▸ **INFORMATION GIVEN**:
+ + + + +
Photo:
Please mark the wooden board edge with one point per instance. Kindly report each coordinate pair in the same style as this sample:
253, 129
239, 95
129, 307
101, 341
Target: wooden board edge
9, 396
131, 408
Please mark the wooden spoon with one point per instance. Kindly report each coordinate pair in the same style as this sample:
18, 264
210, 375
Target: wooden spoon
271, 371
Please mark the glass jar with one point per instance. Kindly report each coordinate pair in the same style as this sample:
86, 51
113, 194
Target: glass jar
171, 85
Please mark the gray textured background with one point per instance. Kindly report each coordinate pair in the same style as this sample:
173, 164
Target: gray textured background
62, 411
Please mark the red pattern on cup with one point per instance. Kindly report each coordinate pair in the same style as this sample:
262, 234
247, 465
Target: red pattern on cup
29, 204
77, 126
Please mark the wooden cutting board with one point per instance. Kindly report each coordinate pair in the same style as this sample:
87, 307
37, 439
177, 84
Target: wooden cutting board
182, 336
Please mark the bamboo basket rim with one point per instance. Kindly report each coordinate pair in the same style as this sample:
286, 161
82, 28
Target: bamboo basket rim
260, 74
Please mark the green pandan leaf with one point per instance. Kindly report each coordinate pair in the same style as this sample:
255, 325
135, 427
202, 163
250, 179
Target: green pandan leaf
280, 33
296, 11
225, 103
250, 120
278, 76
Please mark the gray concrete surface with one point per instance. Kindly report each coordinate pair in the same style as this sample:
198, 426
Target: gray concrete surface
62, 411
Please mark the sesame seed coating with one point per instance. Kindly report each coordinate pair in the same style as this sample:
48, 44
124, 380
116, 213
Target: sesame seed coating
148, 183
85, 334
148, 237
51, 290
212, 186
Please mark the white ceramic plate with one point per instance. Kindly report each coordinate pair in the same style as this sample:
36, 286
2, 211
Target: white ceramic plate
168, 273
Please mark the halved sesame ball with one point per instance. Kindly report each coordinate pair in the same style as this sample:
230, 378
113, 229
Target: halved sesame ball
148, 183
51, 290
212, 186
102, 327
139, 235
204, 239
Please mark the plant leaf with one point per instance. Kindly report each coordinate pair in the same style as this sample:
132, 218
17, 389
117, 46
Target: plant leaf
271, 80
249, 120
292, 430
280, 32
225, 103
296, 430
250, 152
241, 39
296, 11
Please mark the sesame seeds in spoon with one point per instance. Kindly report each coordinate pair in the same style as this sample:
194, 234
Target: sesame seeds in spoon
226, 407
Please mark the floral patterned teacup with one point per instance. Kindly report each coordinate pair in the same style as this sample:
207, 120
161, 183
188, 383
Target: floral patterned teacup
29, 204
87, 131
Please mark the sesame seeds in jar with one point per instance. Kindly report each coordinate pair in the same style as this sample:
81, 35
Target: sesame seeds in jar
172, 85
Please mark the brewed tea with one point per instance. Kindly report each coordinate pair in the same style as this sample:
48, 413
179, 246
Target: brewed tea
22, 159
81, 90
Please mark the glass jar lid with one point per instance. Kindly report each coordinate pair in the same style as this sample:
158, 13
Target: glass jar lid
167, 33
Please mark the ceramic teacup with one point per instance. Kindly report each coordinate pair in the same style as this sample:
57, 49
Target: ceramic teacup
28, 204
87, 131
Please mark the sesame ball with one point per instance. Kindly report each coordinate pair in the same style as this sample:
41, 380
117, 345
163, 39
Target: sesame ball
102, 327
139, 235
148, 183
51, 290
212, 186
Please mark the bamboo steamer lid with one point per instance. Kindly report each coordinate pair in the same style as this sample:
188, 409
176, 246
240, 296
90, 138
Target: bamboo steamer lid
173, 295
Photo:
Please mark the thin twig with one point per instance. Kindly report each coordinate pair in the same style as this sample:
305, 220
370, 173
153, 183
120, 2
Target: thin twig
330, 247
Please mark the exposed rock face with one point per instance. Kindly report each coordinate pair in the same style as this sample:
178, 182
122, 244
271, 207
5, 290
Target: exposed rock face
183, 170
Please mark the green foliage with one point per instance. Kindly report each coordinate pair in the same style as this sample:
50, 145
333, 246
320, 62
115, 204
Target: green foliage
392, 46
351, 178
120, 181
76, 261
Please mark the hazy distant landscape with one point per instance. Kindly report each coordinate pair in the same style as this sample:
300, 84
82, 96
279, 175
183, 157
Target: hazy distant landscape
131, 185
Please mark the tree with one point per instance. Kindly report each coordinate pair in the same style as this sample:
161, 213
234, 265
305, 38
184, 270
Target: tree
+ + + + +
▸ **INSTRUCTION**: Revise all the items above by changing "same style" to "same format" everywhere it appears. Leave every other word and number as it is.

▸ **ANSWER**:
Photo:
Please mark the wooden board edge with one point per instance. Kindly report each coordinate pair in the same format as this sample:
253, 129
239, 95
129, 307
101, 341
Target: wooden board edge
9, 396
131, 408
Please mark the wooden spoon with one point per instance. Kindly report each coordinate pair in the same format as this sample:
18, 264
210, 375
Target: wooden spoon
271, 371
Please mark the glass jar with one point per instance. Kindly report each coordinate pair in the same format as this sample:
86, 51
113, 194
Target: glass jar
171, 85
Please mark the gray textured background with one point per instance. Kindly report each coordinate pair in the same format as this sample:
173, 164
Target: gray textured background
62, 411
Please mark the red pattern on cup with one point per instance. Kindly report each coordinate pair in the same format as this sample:
262, 234
247, 465
Target: red pattern on cup
29, 204
77, 126
Please mark the wooden cutting board with one point per instance. Kindly report each coordinate pair in the same format as this sample:
87, 307
37, 439
177, 84
Target: wooden cutting board
182, 336
Please mark the bamboo basket rim with one point per instance. Kindly report each coordinate pair in the same format as this sample:
286, 161
82, 28
Target: bamboo basket rim
260, 74
Please mark the green pandan leaf with one point per instance. Kindly report each coordinate pair in the same format as this sample:
255, 325
135, 427
202, 163
250, 179
Target: green pandan leaf
280, 33
296, 11
225, 103
250, 120
278, 76
Please mark the gray concrete surface with one point per instance. Kindly report each coordinate pair in the same format as this sample:
198, 426
Target: gray concrete surface
62, 411
Please mark the sesame seed coating with one point per instance. Kindly report each coordinate pair in the same format as this sample:
48, 44
124, 380
116, 213
Target: sesame seed coating
148, 183
85, 334
148, 237
51, 290
212, 186
Please mark the white ceramic plate with one point per instance. Kindly report each coordinate pair in the same format as this sample:
36, 286
2, 211
Target: white ceramic plate
168, 273
Please mark the halved sesame ball with one point per instance. Kindly report each coordinate pair in the same format as this sample:
230, 378
113, 229
Target: halved sesame ball
148, 183
51, 290
212, 186
102, 327
139, 235
204, 239
Please mark the plant leaf with one point per instance. Kindly report each coordinate pair in the same format as this sample:
132, 218
17, 389
117, 46
Target: plant leaf
271, 80
249, 120
292, 430
280, 32
225, 103
296, 430
250, 152
241, 39
296, 11
Please mark the sesame seeds in spoon with one point per instance. Kindly report each coordinate pair in the same format as this sample:
194, 234
Target: sesame seeds in spoon
226, 407
Please mark the floral patterned teacup with one point per instance. Kindly report each coordinate pair in the same format as this sample:
207, 120
161, 183
188, 383
Target: floral patterned teacup
29, 204
87, 131
Please mark the sesame seeds in jar with one point per instance. Kindly report each coordinate pair in the same format as this sample:
81, 35
Target: sesame seeds in jar
172, 85
Please mark the brewed tea with one point per instance. Kindly report each coordinate pair in the same format as this sample:
48, 413
179, 246
Target: brewed tea
22, 159
81, 90
Please mark the glass jar lid with one point per instance. Kindly report each coordinate pair in the same format as this sample:
158, 13
Target: glass jar lid
167, 33
Please mark the ceramic teacup with one point per instance. Kindly report each coordinate pair in the same format as this sample:
57, 49
Target: ceramic teacup
28, 204
87, 131
Please mark the sesame ball with one point per instance. Kindly report each coordinate pair in the same format as this sample:
41, 380
117, 345
163, 39
Target: sesame ball
102, 327
139, 235
148, 183
51, 290
212, 186
Please mark the bamboo steamer lid with one point per instance. Kindly report each coordinate pair in the same format as this sample:
188, 409
176, 246
240, 296
90, 138
Target: bamboo steamer lid
173, 295
Photo:
Please mark the thin twig with one point per instance. Kindly report each coordinate pair in the same format as this sample:
305, 220
370, 173
153, 183
120, 2
Target: thin twig
330, 247
Please mark the exposed rock face with one point per instance. Kindly report each coordinate pair in the same format as this sample:
178, 182
122, 244
271, 207
5, 290
Target: exposed rock face
183, 170
Please mark the green foliage with one point per instance. Kindly report each coordinate pair in the same format as this sample:
50, 145
333, 246
320, 62
115, 204
Target: green foliage
392, 46
351, 178
120, 181
76, 261
Please mark the hazy distant landscape with one point per instance. Kindly report each coordinate pair in the same format as this sample:
300, 84
82, 96
279, 175
183, 157
Target: hazy distant landscape
131, 185
Please mark the tree with one point per instance. Kindly report each coordinate pair in the same format as this sample:
161, 213
234, 265
305, 38
184, 270
Target: tree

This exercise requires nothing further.